== Extrait à lire ==

Un ouvrage, donc, soigné jusqu’à l’extrême, pour retracer les différents aspects de la vie et de l’œuvre, depuis sa gestation jusqu’aux nombreuses traductions dans les pays les plus divers. Une érudition qui ne laisse rien de côté. Mais surtout, ce qui émouvait le plus Tousseul, c’était l’écho que donnaient à ses œuvres les instituteurs de sa région, et cet honneur suprême, valant tous les prix du monde : dévoiler aux yeux des petits toutes les beautés, les grandeurs de leur pays. Qu’en reste-t-il, hélas, aujourd’hui ? L’intérêt pris à l’ensemble du monde, c’est très louable, mais à condition d’en connaître vraiment d’abord les territoires les plus proches.
Jacques Vandenbroucke ne moralise pas. S’il ne cache rien des défauts de son héros, c’est qu’il n’est grand qu’en restant homme comme les autres. Il est exact qu’il publia des articles, en 1918, dans des journaux autorisés par l’occupant, et que cela lui valut plusieurs mois de prison, et qu’il fit de même en 1940, mais…écrire, c’était son seul gagne-pain, et d’autres, plus riches et plus puissants, firent de même sans être aussi sévèrement punis. Tousseul était pacifiste plutôt que collaborateur, et cela lui valut, notamment, l’amitié de Romain Rolland.

===
== Matériel fourni ==

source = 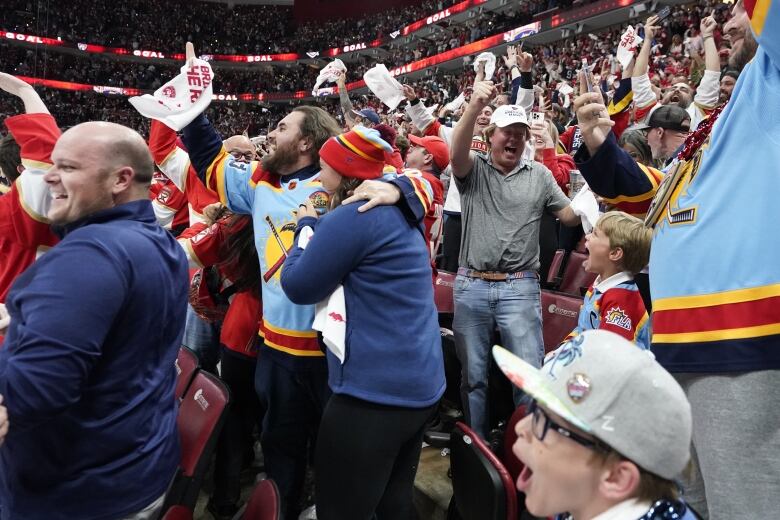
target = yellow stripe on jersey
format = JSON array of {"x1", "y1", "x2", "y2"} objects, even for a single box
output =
[
  {"x1": 603, "y1": 163, "x2": 663, "y2": 204},
  {"x1": 653, "y1": 284, "x2": 780, "y2": 311},
  {"x1": 750, "y1": 0, "x2": 772, "y2": 36},
  {"x1": 263, "y1": 318, "x2": 317, "y2": 338}
]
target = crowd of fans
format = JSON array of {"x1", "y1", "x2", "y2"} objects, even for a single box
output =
[
  {"x1": 2, "y1": 0, "x2": 592, "y2": 56},
  {"x1": 0, "y1": 0, "x2": 780, "y2": 520},
  {"x1": 0, "y1": 2, "x2": 727, "y2": 103},
  {"x1": 0, "y1": 0, "x2": 728, "y2": 141}
]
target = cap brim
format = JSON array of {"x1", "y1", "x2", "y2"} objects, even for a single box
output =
[
  {"x1": 493, "y1": 345, "x2": 592, "y2": 433},
  {"x1": 406, "y1": 134, "x2": 425, "y2": 148},
  {"x1": 491, "y1": 121, "x2": 531, "y2": 128}
]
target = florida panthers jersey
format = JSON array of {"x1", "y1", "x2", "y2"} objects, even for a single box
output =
[
  {"x1": 0, "y1": 114, "x2": 60, "y2": 303},
  {"x1": 564, "y1": 272, "x2": 650, "y2": 349}
]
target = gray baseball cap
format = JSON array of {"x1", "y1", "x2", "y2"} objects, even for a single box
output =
[{"x1": 493, "y1": 330, "x2": 691, "y2": 480}]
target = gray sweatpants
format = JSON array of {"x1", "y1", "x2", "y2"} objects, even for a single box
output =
[{"x1": 673, "y1": 370, "x2": 780, "y2": 520}]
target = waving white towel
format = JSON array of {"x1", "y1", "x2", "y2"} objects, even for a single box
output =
[
  {"x1": 474, "y1": 52, "x2": 496, "y2": 81},
  {"x1": 311, "y1": 58, "x2": 347, "y2": 96},
  {"x1": 363, "y1": 63, "x2": 404, "y2": 110},
  {"x1": 298, "y1": 226, "x2": 347, "y2": 364},
  {"x1": 129, "y1": 58, "x2": 214, "y2": 131}
]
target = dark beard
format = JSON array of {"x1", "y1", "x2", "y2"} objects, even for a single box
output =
[
  {"x1": 261, "y1": 141, "x2": 299, "y2": 175},
  {"x1": 729, "y1": 29, "x2": 758, "y2": 72}
]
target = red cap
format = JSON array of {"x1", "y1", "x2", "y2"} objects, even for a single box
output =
[
  {"x1": 320, "y1": 126, "x2": 393, "y2": 180},
  {"x1": 407, "y1": 134, "x2": 450, "y2": 170}
]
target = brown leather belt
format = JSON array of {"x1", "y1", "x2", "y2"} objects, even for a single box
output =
[{"x1": 458, "y1": 267, "x2": 539, "y2": 282}]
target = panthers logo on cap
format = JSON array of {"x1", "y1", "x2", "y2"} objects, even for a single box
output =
[{"x1": 566, "y1": 372, "x2": 591, "y2": 403}]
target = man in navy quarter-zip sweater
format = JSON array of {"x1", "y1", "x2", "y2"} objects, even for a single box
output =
[{"x1": 0, "y1": 122, "x2": 188, "y2": 520}]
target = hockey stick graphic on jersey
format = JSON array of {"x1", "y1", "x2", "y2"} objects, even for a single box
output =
[{"x1": 263, "y1": 215, "x2": 287, "y2": 282}]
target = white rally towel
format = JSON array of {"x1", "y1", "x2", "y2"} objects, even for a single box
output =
[
  {"x1": 129, "y1": 58, "x2": 214, "y2": 131},
  {"x1": 474, "y1": 52, "x2": 496, "y2": 81},
  {"x1": 617, "y1": 25, "x2": 642, "y2": 69},
  {"x1": 298, "y1": 226, "x2": 347, "y2": 365},
  {"x1": 444, "y1": 92, "x2": 466, "y2": 112},
  {"x1": 311, "y1": 58, "x2": 347, "y2": 96},
  {"x1": 571, "y1": 184, "x2": 601, "y2": 233},
  {"x1": 363, "y1": 63, "x2": 404, "y2": 110}
]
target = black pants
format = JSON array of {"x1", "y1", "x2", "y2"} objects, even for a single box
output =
[
  {"x1": 438, "y1": 214, "x2": 463, "y2": 273},
  {"x1": 211, "y1": 346, "x2": 262, "y2": 507},
  {"x1": 314, "y1": 394, "x2": 437, "y2": 520},
  {"x1": 255, "y1": 352, "x2": 330, "y2": 519}
]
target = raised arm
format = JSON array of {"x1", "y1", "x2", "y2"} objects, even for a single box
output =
[
  {"x1": 0, "y1": 72, "x2": 49, "y2": 114},
  {"x1": 631, "y1": 16, "x2": 659, "y2": 117},
  {"x1": 450, "y1": 81, "x2": 496, "y2": 179},
  {"x1": 336, "y1": 71, "x2": 355, "y2": 129}
]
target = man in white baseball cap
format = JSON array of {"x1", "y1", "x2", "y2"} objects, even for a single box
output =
[
  {"x1": 493, "y1": 330, "x2": 698, "y2": 520},
  {"x1": 450, "y1": 81, "x2": 580, "y2": 437}
]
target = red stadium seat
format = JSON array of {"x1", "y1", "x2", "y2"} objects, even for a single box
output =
[
  {"x1": 239, "y1": 479, "x2": 281, "y2": 520},
  {"x1": 547, "y1": 249, "x2": 566, "y2": 287},
  {"x1": 174, "y1": 346, "x2": 200, "y2": 401},
  {"x1": 542, "y1": 291, "x2": 582, "y2": 353},
  {"x1": 161, "y1": 370, "x2": 230, "y2": 509},
  {"x1": 501, "y1": 404, "x2": 528, "y2": 482},
  {"x1": 450, "y1": 422, "x2": 517, "y2": 520},
  {"x1": 559, "y1": 251, "x2": 596, "y2": 296},
  {"x1": 433, "y1": 271, "x2": 455, "y2": 314},
  {"x1": 162, "y1": 506, "x2": 192, "y2": 520}
]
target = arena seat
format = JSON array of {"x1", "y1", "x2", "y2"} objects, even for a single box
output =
[
  {"x1": 450, "y1": 422, "x2": 517, "y2": 520},
  {"x1": 174, "y1": 345, "x2": 200, "y2": 401},
  {"x1": 162, "y1": 506, "x2": 192, "y2": 520},
  {"x1": 501, "y1": 404, "x2": 528, "y2": 482},
  {"x1": 165, "y1": 370, "x2": 230, "y2": 510},
  {"x1": 558, "y1": 251, "x2": 596, "y2": 296},
  {"x1": 542, "y1": 291, "x2": 582, "y2": 354},
  {"x1": 233, "y1": 479, "x2": 281, "y2": 520},
  {"x1": 546, "y1": 249, "x2": 566, "y2": 288}
]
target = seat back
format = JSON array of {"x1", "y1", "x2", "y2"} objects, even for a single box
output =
[
  {"x1": 501, "y1": 404, "x2": 528, "y2": 482},
  {"x1": 450, "y1": 422, "x2": 517, "y2": 520},
  {"x1": 166, "y1": 370, "x2": 230, "y2": 510},
  {"x1": 559, "y1": 251, "x2": 596, "y2": 296},
  {"x1": 174, "y1": 345, "x2": 200, "y2": 401},
  {"x1": 433, "y1": 271, "x2": 455, "y2": 314},
  {"x1": 547, "y1": 249, "x2": 566, "y2": 287},
  {"x1": 242, "y1": 479, "x2": 281, "y2": 520},
  {"x1": 542, "y1": 291, "x2": 582, "y2": 354},
  {"x1": 162, "y1": 506, "x2": 192, "y2": 520}
]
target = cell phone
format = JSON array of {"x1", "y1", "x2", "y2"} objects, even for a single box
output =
[
  {"x1": 582, "y1": 58, "x2": 593, "y2": 92},
  {"x1": 655, "y1": 5, "x2": 672, "y2": 23}
]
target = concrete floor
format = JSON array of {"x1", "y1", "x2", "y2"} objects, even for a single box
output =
[{"x1": 194, "y1": 447, "x2": 452, "y2": 520}]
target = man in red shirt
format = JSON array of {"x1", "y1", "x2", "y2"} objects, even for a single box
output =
[{"x1": 404, "y1": 135, "x2": 450, "y2": 268}]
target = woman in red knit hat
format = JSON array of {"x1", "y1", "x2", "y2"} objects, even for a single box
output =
[{"x1": 281, "y1": 127, "x2": 445, "y2": 520}]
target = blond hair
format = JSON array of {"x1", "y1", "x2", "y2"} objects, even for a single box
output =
[{"x1": 596, "y1": 211, "x2": 653, "y2": 274}]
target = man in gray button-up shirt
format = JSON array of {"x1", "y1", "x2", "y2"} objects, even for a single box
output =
[{"x1": 450, "y1": 81, "x2": 580, "y2": 437}]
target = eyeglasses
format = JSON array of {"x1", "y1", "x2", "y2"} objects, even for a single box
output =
[
  {"x1": 528, "y1": 400, "x2": 612, "y2": 452},
  {"x1": 229, "y1": 150, "x2": 255, "y2": 162}
]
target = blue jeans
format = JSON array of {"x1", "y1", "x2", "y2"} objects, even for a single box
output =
[
  {"x1": 182, "y1": 304, "x2": 222, "y2": 375},
  {"x1": 452, "y1": 275, "x2": 544, "y2": 438},
  {"x1": 255, "y1": 352, "x2": 330, "y2": 520}
]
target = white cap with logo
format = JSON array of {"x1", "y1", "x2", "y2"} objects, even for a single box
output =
[
  {"x1": 493, "y1": 330, "x2": 692, "y2": 480},
  {"x1": 490, "y1": 105, "x2": 530, "y2": 128}
]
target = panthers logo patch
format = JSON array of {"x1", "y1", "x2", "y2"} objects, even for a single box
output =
[{"x1": 605, "y1": 307, "x2": 631, "y2": 330}]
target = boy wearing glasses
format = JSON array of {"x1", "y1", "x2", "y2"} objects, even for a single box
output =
[{"x1": 493, "y1": 330, "x2": 697, "y2": 520}]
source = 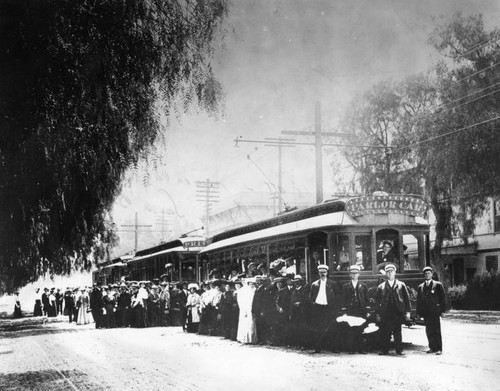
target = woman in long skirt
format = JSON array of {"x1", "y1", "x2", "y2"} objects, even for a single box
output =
[
  {"x1": 33, "y1": 288, "x2": 43, "y2": 316},
  {"x1": 186, "y1": 284, "x2": 201, "y2": 333},
  {"x1": 14, "y1": 292, "x2": 23, "y2": 318},
  {"x1": 236, "y1": 278, "x2": 257, "y2": 344},
  {"x1": 76, "y1": 289, "x2": 94, "y2": 325}
]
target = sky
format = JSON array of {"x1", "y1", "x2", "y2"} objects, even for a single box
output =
[{"x1": 111, "y1": 0, "x2": 500, "y2": 256}]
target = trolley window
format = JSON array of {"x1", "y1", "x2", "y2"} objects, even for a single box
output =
[
  {"x1": 353, "y1": 235, "x2": 372, "y2": 270},
  {"x1": 403, "y1": 234, "x2": 425, "y2": 270}
]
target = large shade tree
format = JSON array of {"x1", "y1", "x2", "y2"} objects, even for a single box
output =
[
  {"x1": 0, "y1": 0, "x2": 227, "y2": 291},
  {"x1": 344, "y1": 14, "x2": 500, "y2": 264}
]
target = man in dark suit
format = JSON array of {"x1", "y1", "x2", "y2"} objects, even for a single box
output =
[
  {"x1": 309, "y1": 264, "x2": 338, "y2": 353},
  {"x1": 42, "y1": 288, "x2": 50, "y2": 316},
  {"x1": 179, "y1": 282, "x2": 189, "y2": 331},
  {"x1": 275, "y1": 275, "x2": 293, "y2": 345},
  {"x1": 90, "y1": 284, "x2": 103, "y2": 329},
  {"x1": 64, "y1": 288, "x2": 76, "y2": 323},
  {"x1": 417, "y1": 266, "x2": 446, "y2": 355},
  {"x1": 290, "y1": 274, "x2": 311, "y2": 348},
  {"x1": 341, "y1": 265, "x2": 370, "y2": 354},
  {"x1": 375, "y1": 264, "x2": 411, "y2": 356}
]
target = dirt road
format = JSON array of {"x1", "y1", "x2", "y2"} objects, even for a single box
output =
[{"x1": 0, "y1": 320, "x2": 500, "y2": 391}]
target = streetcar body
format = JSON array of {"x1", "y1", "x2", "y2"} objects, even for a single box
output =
[
  {"x1": 199, "y1": 193, "x2": 429, "y2": 312},
  {"x1": 127, "y1": 236, "x2": 206, "y2": 282}
]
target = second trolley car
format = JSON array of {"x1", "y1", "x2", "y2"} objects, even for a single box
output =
[
  {"x1": 127, "y1": 236, "x2": 205, "y2": 282},
  {"x1": 199, "y1": 193, "x2": 429, "y2": 308}
]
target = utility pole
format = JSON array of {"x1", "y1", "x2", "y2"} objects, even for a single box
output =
[
  {"x1": 160, "y1": 209, "x2": 173, "y2": 241},
  {"x1": 120, "y1": 212, "x2": 152, "y2": 252},
  {"x1": 264, "y1": 137, "x2": 294, "y2": 213},
  {"x1": 196, "y1": 179, "x2": 220, "y2": 235},
  {"x1": 281, "y1": 102, "x2": 349, "y2": 204}
]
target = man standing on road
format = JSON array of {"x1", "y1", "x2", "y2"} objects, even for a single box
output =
[
  {"x1": 341, "y1": 265, "x2": 370, "y2": 354},
  {"x1": 309, "y1": 264, "x2": 338, "y2": 353},
  {"x1": 417, "y1": 266, "x2": 446, "y2": 355},
  {"x1": 90, "y1": 284, "x2": 103, "y2": 329},
  {"x1": 375, "y1": 264, "x2": 411, "y2": 356}
]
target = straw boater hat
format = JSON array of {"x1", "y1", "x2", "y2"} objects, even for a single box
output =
[{"x1": 349, "y1": 265, "x2": 360, "y2": 273}]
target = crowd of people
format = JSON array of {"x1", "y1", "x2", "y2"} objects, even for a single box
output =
[{"x1": 30, "y1": 263, "x2": 446, "y2": 355}]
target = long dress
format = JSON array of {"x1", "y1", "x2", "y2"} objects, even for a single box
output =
[
  {"x1": 186, "y1": 292, "x2": 201, "y2": 333},
  {"x1": 236, "y1": 285, "x2": 257, "y2": 343},
  {"x1": 33, "y1": 299, "x2": 43, "y2": 316},
  {"x1": 14, "y1": 297, "x2": 23, "y2": 318},
  {"x1": 76, "y1": 292, "x2": 94, "y2": 325}
]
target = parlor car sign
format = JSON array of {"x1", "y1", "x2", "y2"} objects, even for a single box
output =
[{"x1": 345, "y1": 195, "x2": 425, "y2": 217}]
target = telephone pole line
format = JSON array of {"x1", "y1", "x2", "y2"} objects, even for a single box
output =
[
  {"x1": 120, "y1": 212, "x2": 152, "y2": 253},
  {"x1": 234, "y1": 102, "x2": 392, "y2": 204},
  {"x1": 196, "y1": 179, "x2": 220, "y2": 235}
]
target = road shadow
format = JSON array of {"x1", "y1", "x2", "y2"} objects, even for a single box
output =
[
  {"x1": 0, "y1": 325, "x2": 93, "y2": 340},
  {"x1": 0, "y1": 370, "x2": 104, "y2": 391}
]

===

À faire ->
A. D'après l'extrait sur Tousseul, pourquoi Jacques Vandenbroucke ne cache-t-il rien des défauts de son héros ? Répondez en une à trois phrases.
B. Pouvez-vous reproduire mot pour mot le passage de l'extrait sur Tousseul qui va de « Jacques Vandenbroucke ne » à « de Romain Rolland. » ?
Le matériel fourni ne vous servira pas.

Corrigé ->
A. Il ne cache rien de ses défauts parce que son héros n'est grand qu'en restant un homme comme les autres.

B.
Jacques Vandenbroucke ne moralise pas. S’il ne cache rien des défauts de son héros, c’est qu’il n’est grand qu’en restant homme comme les autres. Il est exact qu’il publia des articles, en 1918, dans des journaux autorisés par l’occupant, et que cela lui valut plusieurs mois de prison, et qu’il fit de même en 1940, mais…écrire, c’était son seul gagne-pain, et d’autres, plus riches et plus puissants, firent de même sans être aussi sévèrement punis. Tousseul était pacifiste plutôt que collaborateur, et cela lui valut, notamment, l’amitié de Romain Rolland.